Among the lines of this material, find those holding the word "tail" and report how many there are, with nothing added.

Start of DATA

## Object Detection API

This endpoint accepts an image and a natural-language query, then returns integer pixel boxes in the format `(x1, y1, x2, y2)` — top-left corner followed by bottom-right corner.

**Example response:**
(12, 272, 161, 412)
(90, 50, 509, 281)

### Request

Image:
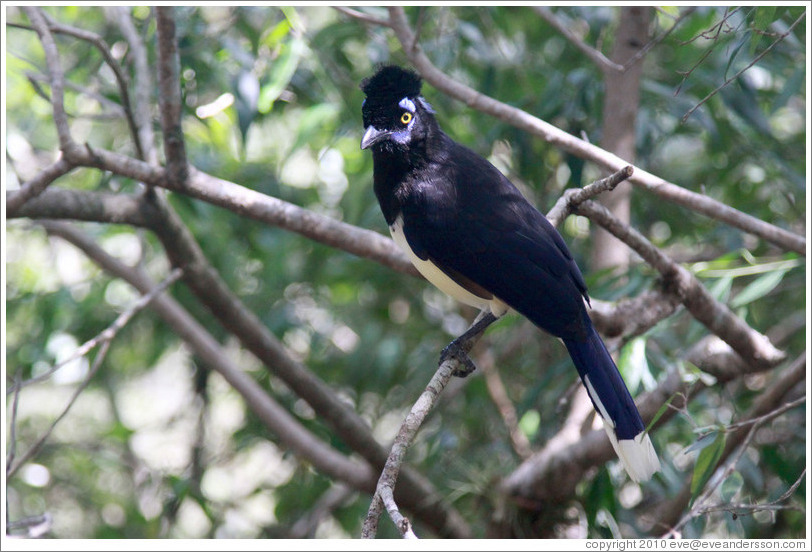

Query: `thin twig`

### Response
(665, 394, 805, 536)
(480, 350, 532, 459)
(574, 199, 785, 371)
(109, 6, 157, 164)
(682, 11, 806, 123)
(621, 6, 698, 70)
(6, 373, 23, 476)
(7, 268, 183, 394)
(725, 396, 806, 432)
(39, 11, 144, 160)
(546, 165, 634, 227)
(22, 7, 74, 152)
(333, 6, 391, 28)
(697, 468, 806, 517)
(362, 311, 492, 538)
(534, 6, 624, 73)
(7, 340, 111, 479)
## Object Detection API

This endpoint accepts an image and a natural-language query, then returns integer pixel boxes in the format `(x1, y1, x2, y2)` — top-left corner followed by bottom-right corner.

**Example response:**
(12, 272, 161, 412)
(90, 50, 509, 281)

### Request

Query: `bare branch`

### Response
(333, 6, 391, 28)
(37, 221, 380, 494)
(289, 484, 357, 538)
(655, 353, 806, 533)
(574, 199, 785, 371)
(6, 373, 23, 476)
(385, 7, 805, 256)
(154, 7, 188, 183)
(622, 7, 698, 71)
(363, 312, 492, 538)
(7, 142, 417, 276)
(7, 340, 110, 479)
(6, 265, 181, 478)
(682, 11, 806, 123)
(22, 7, 75, 153)
(481, 350, 532, 459)
(185, 167, 418, 277)
(9, 267, 183, 394)
(38, 10, 144, 160)
(546, 165, 633, 227)
(6, 158, 74, 216)
(109, 6, 158, 164)
(8, 188, 159, 227)
(589, 289, 682, 341)
(534, 6, 624, 73)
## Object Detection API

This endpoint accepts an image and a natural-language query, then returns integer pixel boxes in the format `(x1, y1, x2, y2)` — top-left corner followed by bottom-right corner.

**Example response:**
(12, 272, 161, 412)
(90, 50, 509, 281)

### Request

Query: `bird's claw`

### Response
(440, 340, 477, 378)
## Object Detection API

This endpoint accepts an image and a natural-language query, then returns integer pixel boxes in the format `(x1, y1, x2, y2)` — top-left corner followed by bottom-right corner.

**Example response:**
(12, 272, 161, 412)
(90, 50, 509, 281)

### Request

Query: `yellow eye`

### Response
(400, 112, 413, 125)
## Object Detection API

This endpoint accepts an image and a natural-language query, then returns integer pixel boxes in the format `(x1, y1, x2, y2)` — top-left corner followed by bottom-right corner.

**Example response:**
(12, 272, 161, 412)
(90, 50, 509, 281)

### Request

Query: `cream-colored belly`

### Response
(389, 216, 508, 316)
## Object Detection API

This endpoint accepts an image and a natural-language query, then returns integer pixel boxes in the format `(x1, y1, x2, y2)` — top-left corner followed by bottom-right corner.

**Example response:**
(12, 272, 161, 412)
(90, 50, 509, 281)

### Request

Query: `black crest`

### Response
(360, 65, 422, 105)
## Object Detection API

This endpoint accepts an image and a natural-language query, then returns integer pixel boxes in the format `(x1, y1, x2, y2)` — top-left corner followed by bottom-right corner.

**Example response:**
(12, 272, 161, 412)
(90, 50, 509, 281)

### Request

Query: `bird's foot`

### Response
(440, 339, 477, 378)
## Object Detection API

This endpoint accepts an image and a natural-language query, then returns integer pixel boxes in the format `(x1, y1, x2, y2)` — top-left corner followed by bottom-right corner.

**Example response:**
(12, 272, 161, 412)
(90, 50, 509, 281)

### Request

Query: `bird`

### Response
(359, 64, 660, 483)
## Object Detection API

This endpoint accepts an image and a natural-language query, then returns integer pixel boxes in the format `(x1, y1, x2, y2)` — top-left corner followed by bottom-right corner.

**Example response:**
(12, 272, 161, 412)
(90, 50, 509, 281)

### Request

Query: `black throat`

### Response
(370, 121, 447, 226)
(371, 148, 412, 226)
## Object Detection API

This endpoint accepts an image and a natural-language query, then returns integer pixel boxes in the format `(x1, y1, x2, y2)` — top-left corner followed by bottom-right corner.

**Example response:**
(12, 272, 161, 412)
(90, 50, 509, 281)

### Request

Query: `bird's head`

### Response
(360, 65, 437, 155)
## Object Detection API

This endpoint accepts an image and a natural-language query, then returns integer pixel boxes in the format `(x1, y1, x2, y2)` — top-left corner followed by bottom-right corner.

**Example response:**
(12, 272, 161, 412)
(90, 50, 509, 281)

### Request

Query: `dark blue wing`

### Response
(400, 141, 591, 341)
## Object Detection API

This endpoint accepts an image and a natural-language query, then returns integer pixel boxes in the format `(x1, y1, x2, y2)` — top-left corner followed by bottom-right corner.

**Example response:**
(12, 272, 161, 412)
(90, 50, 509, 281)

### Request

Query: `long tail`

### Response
(563, 324, 660, 482)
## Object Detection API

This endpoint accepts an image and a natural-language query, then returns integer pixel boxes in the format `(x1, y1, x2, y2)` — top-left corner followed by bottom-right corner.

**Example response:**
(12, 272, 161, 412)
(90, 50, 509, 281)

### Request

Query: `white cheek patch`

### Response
(398, 97, 416, 112)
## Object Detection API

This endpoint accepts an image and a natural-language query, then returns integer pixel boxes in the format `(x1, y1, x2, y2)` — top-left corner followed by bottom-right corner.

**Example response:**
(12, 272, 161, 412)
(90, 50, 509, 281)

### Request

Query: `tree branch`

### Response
(109, 6, 158, 164)
(6, 262, 182, 479)
(385, 6, 805, 256)
(481, 349, 532, 459)
(37, 10, 144, 160)
(8, 141, 417, 276)
(154, 7, 188, 184)
(363, 311, 492, 538)
(533, 6, 624, 73)
(36, 221, 381, 494)
(574, 199, 786, 371)
(655, 353, 806, 533)
(333, 6, 391, 28)
(546, 165, 633, 227)
(22, 7, 75, 154)
(682, 11, 806, 123)
(8, 188, 159, 227)
(6, 158, 74, 216)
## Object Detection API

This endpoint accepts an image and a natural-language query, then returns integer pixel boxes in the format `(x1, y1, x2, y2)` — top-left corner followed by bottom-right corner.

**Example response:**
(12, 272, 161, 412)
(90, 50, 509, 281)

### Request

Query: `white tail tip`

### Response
(605, 428, 661, 482)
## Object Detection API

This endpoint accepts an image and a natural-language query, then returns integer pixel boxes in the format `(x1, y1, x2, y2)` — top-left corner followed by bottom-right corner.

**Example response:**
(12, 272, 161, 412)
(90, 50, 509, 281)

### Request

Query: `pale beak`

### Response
(361, 125, 391, 149)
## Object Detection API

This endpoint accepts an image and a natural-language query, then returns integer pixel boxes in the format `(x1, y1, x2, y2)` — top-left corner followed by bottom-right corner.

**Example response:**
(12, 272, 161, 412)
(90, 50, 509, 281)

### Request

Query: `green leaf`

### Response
(750, 7, 776, 53)
(258, 37, 305, 113)
(645, 393, 677, 434)
(690, 431, 727, 505)
(731, 269, 788, 308)
(724, 36, 748, 81)
(753, 6, 777, 30)
(518, 409, 540, 439)
(708, 275, 733, 303)
(720, 470, 744, 502)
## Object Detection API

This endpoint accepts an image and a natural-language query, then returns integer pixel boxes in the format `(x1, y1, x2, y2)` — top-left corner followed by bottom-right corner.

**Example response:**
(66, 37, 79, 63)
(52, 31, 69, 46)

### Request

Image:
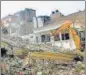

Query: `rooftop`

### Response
(34, 10, 85, 32)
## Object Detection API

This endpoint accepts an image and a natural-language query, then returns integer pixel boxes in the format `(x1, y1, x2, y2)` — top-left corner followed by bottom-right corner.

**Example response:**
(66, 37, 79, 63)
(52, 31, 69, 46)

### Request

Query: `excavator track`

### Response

End of DATA

## WRITTEN SOLUTION
2